[Location labeling rows]
╭──
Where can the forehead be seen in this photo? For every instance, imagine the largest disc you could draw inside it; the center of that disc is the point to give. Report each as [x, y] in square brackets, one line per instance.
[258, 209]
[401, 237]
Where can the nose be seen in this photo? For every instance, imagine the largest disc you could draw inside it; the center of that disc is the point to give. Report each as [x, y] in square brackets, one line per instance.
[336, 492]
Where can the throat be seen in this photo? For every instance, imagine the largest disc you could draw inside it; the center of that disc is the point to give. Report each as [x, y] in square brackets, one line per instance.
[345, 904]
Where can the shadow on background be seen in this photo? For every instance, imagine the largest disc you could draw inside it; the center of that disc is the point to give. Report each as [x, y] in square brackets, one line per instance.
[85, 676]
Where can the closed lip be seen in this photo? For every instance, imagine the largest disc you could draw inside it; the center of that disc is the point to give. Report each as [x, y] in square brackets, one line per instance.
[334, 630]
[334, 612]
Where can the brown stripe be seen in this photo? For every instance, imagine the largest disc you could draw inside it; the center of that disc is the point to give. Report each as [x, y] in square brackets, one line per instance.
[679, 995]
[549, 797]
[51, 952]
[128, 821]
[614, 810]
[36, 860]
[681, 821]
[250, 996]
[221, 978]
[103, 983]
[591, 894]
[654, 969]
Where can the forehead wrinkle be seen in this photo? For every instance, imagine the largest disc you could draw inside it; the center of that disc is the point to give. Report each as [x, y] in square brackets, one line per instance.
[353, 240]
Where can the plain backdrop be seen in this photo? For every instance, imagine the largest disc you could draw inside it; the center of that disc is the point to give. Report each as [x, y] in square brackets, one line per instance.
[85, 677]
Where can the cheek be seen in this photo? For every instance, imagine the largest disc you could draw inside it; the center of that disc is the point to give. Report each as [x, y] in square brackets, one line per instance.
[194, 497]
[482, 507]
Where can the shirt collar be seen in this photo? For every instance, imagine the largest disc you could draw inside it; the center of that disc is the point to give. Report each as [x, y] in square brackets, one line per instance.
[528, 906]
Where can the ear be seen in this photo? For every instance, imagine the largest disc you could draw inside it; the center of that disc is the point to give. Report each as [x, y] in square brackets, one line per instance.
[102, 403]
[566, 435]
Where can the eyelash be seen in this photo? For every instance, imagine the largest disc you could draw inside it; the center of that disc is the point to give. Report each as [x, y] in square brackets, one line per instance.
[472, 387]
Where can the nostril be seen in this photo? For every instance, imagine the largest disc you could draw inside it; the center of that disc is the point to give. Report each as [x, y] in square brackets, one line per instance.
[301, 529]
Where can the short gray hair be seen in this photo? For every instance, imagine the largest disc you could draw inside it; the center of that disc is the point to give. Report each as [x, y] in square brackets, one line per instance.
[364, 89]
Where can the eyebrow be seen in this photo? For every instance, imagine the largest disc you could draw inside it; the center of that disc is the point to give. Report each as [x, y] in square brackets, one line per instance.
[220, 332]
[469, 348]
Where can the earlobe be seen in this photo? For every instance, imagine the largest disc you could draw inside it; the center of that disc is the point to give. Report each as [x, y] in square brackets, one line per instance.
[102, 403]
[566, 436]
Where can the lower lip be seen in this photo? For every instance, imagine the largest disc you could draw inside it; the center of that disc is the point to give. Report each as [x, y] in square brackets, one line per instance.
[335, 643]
╰──
╭──
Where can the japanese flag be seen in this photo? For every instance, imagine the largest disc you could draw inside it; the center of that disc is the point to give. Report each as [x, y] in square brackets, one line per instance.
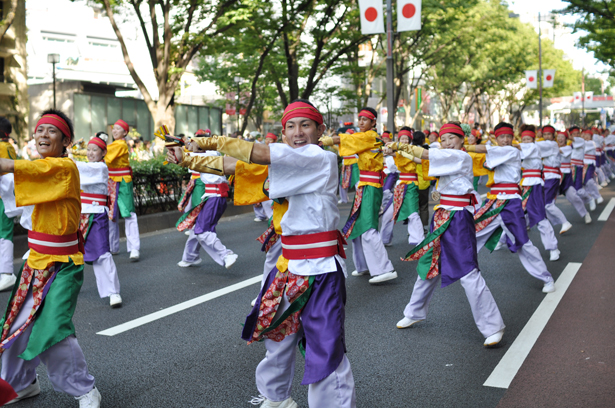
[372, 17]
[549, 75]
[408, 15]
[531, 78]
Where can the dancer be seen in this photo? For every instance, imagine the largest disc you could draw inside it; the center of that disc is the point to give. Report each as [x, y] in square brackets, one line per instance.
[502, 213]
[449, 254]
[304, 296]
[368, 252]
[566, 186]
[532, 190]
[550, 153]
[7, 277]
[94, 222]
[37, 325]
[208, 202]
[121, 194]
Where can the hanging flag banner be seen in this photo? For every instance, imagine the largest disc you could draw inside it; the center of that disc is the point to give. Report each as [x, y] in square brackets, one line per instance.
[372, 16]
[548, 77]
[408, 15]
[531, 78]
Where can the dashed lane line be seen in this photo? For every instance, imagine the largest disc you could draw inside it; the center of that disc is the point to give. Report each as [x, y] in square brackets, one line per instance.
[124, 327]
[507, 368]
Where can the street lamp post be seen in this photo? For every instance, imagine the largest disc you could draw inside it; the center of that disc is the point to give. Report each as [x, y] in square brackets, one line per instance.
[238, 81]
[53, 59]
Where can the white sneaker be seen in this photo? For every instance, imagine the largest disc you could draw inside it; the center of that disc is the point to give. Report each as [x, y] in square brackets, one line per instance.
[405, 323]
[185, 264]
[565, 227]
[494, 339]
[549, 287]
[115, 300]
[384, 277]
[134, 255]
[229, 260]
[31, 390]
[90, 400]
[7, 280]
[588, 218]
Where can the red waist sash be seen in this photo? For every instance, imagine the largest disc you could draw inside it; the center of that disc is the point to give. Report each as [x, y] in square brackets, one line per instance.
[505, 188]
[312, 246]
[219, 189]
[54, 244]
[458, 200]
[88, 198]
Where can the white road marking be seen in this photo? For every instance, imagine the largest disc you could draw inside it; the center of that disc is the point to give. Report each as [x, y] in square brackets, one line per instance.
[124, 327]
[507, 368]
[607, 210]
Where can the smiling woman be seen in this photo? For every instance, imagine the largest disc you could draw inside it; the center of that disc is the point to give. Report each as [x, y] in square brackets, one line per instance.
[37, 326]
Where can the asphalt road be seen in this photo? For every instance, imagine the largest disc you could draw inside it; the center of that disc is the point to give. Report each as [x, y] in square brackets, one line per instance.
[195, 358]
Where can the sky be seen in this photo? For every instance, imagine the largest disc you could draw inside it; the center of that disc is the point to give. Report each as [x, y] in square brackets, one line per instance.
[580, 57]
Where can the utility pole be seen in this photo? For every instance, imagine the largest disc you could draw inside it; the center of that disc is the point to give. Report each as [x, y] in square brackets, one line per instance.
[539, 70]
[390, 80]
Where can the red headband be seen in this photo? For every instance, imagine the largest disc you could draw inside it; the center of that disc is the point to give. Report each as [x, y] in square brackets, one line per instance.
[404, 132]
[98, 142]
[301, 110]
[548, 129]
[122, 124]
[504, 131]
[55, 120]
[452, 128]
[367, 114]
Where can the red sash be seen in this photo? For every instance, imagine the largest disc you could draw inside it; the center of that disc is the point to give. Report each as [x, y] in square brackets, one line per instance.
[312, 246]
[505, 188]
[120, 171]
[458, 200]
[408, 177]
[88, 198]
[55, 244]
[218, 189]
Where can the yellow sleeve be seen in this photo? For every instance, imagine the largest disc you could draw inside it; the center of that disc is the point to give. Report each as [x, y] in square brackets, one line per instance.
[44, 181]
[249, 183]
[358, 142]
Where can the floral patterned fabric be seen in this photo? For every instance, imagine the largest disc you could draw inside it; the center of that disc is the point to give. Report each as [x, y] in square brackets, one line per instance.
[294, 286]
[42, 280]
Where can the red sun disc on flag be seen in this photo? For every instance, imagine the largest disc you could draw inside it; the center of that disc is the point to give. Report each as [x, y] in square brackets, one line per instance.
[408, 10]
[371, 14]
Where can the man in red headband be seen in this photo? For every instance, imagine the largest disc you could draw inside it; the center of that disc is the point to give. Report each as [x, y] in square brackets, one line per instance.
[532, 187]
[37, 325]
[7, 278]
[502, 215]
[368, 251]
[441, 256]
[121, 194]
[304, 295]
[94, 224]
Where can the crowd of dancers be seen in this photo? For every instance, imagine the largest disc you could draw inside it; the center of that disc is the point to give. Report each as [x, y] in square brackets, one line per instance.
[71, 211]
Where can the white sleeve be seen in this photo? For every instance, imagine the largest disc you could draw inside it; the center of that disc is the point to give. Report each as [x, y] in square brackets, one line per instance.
╰──
╭──
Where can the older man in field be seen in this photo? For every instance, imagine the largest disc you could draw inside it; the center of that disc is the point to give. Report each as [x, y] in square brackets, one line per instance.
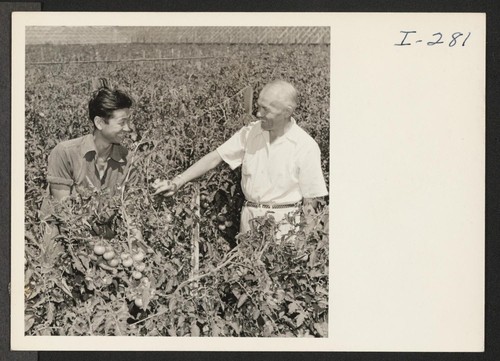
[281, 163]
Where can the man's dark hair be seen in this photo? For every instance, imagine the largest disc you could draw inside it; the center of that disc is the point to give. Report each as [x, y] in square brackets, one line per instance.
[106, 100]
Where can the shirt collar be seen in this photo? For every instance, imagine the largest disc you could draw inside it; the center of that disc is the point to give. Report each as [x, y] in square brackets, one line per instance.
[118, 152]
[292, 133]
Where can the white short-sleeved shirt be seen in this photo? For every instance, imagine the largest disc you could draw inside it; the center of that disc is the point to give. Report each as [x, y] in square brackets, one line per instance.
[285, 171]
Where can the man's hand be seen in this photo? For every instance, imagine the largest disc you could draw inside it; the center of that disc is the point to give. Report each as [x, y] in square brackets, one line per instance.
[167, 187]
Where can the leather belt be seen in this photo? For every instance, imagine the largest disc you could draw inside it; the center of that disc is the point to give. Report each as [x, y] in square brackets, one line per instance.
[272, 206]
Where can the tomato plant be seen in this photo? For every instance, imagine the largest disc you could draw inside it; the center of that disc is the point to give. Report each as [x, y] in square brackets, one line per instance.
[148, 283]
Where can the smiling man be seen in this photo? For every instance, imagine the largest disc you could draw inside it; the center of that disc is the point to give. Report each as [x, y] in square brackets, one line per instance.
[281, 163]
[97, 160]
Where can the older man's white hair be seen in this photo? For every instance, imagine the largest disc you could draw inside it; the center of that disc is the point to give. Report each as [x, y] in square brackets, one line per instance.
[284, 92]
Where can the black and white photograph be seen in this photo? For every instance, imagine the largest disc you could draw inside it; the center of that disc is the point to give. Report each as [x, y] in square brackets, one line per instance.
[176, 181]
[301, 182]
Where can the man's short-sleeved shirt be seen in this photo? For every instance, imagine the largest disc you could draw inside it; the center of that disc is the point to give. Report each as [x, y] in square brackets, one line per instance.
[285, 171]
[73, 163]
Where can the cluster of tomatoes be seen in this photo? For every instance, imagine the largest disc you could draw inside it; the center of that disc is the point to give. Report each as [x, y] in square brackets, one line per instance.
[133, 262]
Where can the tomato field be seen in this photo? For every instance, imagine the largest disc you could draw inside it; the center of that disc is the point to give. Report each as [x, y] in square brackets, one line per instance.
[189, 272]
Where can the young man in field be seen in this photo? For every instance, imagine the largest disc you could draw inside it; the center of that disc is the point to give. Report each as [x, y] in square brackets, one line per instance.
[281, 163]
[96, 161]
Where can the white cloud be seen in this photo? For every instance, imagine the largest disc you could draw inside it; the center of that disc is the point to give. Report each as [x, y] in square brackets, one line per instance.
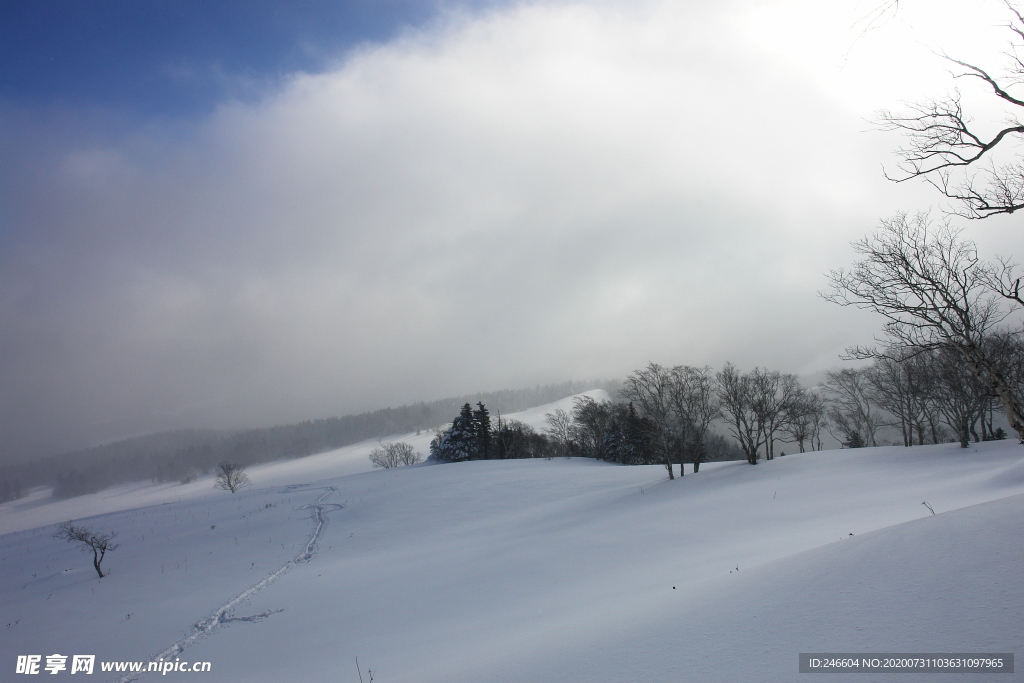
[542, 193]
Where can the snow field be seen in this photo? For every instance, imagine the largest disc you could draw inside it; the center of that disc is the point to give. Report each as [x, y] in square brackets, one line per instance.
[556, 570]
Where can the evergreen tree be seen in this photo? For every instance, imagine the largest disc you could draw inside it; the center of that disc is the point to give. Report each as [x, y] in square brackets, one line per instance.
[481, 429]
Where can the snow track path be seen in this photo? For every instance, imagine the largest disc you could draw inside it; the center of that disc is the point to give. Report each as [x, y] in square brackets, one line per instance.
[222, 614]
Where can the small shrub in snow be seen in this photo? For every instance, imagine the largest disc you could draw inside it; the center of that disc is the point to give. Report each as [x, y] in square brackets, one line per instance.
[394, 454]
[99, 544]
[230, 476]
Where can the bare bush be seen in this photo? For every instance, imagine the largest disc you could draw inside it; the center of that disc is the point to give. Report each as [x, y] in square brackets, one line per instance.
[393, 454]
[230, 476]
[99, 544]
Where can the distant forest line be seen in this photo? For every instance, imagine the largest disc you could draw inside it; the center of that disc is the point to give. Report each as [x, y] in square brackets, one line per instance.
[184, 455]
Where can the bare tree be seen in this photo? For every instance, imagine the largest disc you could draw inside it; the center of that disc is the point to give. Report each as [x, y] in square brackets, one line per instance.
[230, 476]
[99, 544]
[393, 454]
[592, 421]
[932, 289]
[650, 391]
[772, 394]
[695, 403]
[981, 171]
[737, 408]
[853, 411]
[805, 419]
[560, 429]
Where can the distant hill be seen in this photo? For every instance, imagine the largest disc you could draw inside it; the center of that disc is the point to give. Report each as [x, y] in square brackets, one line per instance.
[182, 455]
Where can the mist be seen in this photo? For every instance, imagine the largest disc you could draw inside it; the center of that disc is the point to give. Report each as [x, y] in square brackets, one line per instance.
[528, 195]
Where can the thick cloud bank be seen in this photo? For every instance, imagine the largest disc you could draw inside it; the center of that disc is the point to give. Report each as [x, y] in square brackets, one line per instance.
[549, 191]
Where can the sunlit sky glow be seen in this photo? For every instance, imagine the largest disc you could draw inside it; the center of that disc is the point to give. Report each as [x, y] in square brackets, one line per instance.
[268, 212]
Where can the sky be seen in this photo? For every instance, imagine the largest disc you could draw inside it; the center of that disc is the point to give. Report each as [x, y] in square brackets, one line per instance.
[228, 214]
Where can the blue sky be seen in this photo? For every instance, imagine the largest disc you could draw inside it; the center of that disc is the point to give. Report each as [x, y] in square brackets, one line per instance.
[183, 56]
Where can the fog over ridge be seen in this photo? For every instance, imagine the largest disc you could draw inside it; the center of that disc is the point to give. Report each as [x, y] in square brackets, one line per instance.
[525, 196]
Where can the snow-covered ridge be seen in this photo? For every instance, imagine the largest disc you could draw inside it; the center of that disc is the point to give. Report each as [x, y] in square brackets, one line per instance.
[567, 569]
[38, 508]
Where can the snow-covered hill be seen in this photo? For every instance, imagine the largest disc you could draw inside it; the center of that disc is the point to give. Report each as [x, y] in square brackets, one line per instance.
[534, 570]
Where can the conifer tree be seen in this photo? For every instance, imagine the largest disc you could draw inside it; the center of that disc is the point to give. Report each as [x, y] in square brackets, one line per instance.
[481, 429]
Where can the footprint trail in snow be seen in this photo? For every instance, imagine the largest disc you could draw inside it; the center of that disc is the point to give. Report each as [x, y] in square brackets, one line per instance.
╰──
» Written instruction
Copy out the rows word for word, starting with the line containing "Where can the snow-covered ridge" and ending with the line containing "Where can the footprint", both included.

» Exercise answer
Where can the snow-covered ridge be seen in this photo? For every instance, imagine the largest disc you could draw inside it; the center of that disc is the point to give. Report each as [x, y] in square brackets, one line per instance.
[567, 569]
[38, 508]
Where can the snow-covered hill be seen in this photo? For every instance, imagine the largest disc you could draw inside it; the center of that disc is the point to give. Report each as [x, y] in square brackets, one line per instance.
[534, 570]
Where can the conifer tree be seen in this photo? For every instance, imagine the largest disc you could draw inside it; the center of that disc is the point to give. Report each as [x, y] in square brackets, one line per instance.
[481, 429]
Where can the footprint trail in snow be seen in this photo? For every instance, imagine the largest disc you could draw inside it; the center of that disc is the point to give. Report each as [x, y] in square brackets, one line per instance.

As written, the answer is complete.